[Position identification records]
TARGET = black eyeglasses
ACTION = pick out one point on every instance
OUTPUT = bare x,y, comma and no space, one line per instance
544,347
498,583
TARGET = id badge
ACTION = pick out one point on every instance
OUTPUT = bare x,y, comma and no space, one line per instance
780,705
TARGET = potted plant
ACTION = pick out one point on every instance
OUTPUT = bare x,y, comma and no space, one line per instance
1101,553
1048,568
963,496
* * *
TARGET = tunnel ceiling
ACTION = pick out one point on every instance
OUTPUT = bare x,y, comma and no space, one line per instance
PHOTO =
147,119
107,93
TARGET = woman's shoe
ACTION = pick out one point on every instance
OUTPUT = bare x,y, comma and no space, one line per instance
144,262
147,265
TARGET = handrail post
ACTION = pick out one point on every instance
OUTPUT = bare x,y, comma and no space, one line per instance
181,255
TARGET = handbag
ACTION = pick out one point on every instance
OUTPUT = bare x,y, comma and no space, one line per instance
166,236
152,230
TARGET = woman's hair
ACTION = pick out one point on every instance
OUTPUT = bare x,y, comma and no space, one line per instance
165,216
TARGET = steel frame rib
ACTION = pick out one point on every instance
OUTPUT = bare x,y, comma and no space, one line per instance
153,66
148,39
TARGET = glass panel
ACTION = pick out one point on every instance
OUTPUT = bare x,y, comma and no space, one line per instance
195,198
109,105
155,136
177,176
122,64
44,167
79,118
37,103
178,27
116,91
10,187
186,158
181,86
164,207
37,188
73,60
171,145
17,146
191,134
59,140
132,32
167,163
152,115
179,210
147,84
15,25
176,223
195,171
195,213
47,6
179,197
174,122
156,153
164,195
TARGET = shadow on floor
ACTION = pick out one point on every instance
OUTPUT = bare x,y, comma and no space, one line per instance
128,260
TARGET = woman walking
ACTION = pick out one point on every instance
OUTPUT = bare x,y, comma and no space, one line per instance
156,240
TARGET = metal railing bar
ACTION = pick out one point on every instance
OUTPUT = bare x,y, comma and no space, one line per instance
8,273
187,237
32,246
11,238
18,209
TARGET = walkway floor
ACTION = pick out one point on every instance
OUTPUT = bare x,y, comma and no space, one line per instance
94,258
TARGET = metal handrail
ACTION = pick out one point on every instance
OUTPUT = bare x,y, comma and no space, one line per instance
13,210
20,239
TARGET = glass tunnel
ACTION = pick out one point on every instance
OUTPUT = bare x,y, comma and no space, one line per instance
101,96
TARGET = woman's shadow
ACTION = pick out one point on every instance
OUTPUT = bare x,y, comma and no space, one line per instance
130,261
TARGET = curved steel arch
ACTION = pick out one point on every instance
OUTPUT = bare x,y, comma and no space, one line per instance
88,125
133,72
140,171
...
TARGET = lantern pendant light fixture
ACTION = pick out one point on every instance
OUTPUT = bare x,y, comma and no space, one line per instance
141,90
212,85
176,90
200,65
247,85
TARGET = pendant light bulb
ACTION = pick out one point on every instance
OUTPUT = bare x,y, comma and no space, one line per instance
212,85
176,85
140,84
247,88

**Instruction**. Gather every line in the items above that contains the word "steel" and copy each one unchanged.

**Answer to this problem**.
TARGET = steel frame rib
TARGET = curved steel arch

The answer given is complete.